══ Passage to read
Kubernetes runtime#

This topic describes running a kubernetes-based job using shared data, and building custom container images.

In this section

Define a new function and its dependencies#

Define a single serverless function with two handlers, one for training and one for validation.

import mlrun 
> 2021-01-24 00:04:38,841 [warning] Failed resolving version info. Ignoring and using defaults
> 2021-01-24 00:04:40,691 [warning] Unable to parse server or client version. Assuming compatible: {'server_version': 'unstable', 'client_version': 'unstable'}
import time
import pandas as pd
from mlrun.artifacts import get_model, update_model

def training(
    context,
    p1: int = 1,
    p2: int = 2
) -> None:
    """Train a model.

    :param context: The runtime context object.
    :param p1: A model parameter.
    :param p2: Another model parameter.
    """
    # access input metadata, values, and inputs
    print(f'Run: {context.name} (uid={context.uid})')
    print(f'Params: p1={p1}, p2={p2}')
    context.logger.info('started training')
    
    # <insert training code here>
    
    # log the run results (scalar values)
    context.log_result('accuracy', p1 * 2)
    context.log_result('loss', p1 * 3)
    
    # add a label/tag to this run 
    context.set_label('category', 'tests')
    
    # log a simple artifact + label the artifact 
    # If you want to upload a local file to the artifact repo add src_path=<local-path>
    context.log_artifact('somefile', 
                          body=b'abc is 123', 
                          local_path='myfile.txt')
    
    # create a dataframe artifact 
    df = pd.DataFrame([{'A':10, 'B':100}, {'A':11,'B':110}, {'A':12,'B':120}])
    context.log_dataset('mydf', df=df)
    
    # Log an ML Model artifact, add metrics, params, and labels to it
    # and place it in a subdir ('models') under artifacts path 
    context.log_model('mymodel', body=b'abc is 123', 
                      model_file='model.txt', 
                      metrics={'accuracy':0.85}, parameters={'xx':'abc'},
                      labels={'framework': 'xgboost'},
                      artifact_path=context.artifact_subpath('models'))
def validation(
    context,
    model: mlrun.DataItem
) -> None:
    """Model validation.
    
    Dummy validation function.
    
    :param context: The runtime context object.
    :param model: The extimated model object.
    """
    # access input metadata, values, files, and secrets (passwords)
    print(f'Run: {context.name} (uid={context.uid})')
    context.logger.info('started validation')
    
    # get the model file, class (metadata), and extra_data (dict of key: DataItem)
    model_file, model_obj, _ = get_model(model)

    # update model object elements and data
    update_model(model_obj, parameters={'one_more': 5})

    print(f'path to local copy of model file - {model_file}')
    print('parameters:', model_obj.parameters)
    print('metrics:', model_obj.metrics)
    context.log_artifact('validation', 
                         body=b'<b> validated </b>', 
                         format='html')
════
Actions to take -
(a) According to the Kubernetes runtime page, what are the two handlers of the single serverless function used for?
(b) In the Kubernetes runtime page, explain why the log_model call passes artifact_path=context.artifact_subpath('models').
(c) Summarize the Kubernetes runtime page in two sentences.
The items after this point have nothing to do with the Kubernetes runtime page.
══ Provided records
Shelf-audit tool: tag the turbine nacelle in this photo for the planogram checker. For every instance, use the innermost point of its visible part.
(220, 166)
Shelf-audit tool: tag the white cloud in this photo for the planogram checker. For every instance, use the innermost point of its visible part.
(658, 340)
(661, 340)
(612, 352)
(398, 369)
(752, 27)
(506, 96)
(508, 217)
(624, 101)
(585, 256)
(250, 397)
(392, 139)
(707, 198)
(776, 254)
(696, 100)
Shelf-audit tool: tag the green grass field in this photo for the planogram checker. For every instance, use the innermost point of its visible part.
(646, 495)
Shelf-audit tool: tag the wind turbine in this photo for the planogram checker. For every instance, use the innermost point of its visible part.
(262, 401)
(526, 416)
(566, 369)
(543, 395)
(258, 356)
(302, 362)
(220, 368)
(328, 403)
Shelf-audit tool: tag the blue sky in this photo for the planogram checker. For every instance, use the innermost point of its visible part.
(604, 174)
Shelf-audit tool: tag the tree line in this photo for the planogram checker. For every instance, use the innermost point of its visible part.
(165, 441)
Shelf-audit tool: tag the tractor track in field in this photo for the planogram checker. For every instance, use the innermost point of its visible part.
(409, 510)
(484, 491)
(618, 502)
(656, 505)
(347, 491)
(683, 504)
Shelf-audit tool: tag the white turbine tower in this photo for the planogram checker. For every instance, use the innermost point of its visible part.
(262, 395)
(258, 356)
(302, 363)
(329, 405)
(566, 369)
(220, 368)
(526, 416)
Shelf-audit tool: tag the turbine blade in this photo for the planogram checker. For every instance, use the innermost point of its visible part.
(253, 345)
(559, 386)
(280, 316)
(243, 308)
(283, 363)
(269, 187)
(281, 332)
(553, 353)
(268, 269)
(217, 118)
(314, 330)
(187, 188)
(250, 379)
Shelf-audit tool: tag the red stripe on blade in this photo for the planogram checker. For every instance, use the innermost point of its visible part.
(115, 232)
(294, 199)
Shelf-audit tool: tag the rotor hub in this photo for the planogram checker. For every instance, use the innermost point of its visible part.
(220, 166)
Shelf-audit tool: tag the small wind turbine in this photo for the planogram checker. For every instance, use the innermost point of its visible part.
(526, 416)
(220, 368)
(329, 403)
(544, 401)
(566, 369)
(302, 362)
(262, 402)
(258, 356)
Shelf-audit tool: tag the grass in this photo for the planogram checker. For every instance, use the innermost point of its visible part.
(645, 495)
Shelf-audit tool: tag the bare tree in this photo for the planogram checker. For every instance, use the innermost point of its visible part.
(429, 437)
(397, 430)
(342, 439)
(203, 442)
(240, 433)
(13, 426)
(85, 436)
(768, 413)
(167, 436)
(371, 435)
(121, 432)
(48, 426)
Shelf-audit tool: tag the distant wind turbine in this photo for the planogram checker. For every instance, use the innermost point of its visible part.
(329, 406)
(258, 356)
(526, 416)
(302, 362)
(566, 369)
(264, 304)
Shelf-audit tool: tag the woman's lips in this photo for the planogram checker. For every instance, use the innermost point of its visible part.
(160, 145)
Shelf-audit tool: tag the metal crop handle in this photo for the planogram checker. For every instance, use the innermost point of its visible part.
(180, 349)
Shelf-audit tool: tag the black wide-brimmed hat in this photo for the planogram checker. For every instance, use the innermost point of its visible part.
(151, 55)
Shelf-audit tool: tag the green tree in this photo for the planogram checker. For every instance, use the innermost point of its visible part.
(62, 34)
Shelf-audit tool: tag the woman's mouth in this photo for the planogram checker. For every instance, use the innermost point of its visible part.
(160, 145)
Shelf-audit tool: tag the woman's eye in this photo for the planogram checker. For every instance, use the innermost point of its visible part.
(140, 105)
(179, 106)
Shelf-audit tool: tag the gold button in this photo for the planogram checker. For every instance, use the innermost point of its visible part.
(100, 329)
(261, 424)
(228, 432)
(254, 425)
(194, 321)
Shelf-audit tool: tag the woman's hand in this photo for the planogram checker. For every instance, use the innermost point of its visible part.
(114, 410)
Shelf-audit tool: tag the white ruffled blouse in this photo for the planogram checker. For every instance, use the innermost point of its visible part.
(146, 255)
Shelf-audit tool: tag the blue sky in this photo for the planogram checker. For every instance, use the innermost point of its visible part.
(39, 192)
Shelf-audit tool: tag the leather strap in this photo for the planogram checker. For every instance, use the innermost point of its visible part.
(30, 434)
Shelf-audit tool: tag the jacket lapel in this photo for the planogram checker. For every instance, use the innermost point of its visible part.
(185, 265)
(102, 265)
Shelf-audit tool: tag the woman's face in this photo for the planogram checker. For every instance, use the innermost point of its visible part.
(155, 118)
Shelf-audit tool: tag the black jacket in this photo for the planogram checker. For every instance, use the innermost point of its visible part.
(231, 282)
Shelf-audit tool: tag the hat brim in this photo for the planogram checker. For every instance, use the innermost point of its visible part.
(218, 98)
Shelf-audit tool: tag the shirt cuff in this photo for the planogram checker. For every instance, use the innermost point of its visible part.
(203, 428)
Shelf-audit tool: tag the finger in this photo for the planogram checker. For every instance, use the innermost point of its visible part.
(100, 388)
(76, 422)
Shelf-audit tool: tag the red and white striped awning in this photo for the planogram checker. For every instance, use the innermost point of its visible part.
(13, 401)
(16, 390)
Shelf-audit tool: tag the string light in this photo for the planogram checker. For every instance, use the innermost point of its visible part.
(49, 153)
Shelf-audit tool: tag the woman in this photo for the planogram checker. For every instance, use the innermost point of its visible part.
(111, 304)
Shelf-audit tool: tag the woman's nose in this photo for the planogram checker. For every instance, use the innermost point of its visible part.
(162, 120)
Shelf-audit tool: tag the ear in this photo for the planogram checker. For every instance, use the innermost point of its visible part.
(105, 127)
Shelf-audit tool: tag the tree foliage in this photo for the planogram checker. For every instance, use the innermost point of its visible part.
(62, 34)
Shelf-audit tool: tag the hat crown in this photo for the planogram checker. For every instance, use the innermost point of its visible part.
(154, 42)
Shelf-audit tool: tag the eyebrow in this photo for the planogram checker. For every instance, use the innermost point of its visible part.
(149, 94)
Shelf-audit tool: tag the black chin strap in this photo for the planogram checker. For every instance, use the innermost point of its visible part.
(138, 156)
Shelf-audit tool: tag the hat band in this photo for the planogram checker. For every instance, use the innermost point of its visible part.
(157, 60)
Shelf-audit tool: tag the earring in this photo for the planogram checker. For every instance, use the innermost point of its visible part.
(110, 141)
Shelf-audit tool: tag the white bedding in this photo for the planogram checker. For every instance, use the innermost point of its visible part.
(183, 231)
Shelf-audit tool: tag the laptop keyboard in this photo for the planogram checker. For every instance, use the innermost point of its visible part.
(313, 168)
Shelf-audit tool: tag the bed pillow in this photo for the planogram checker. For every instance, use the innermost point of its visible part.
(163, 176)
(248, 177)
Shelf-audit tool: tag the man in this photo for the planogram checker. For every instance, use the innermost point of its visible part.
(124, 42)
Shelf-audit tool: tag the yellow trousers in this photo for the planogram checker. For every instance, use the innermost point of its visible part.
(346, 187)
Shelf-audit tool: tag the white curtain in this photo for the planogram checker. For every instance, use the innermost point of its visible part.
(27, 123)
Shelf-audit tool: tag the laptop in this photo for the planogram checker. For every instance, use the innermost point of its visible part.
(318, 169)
════
Task answers -
(a) One handler is for training and the other is for validation.

(b) It places the logged model artifact in a subdirectory named 'models' under the artifacts path.

(c) The page describes running a Kubernetes-based job using shared data and building custom container images. It defines a single serverless function with two handlers: one trains a model, and the other validates it.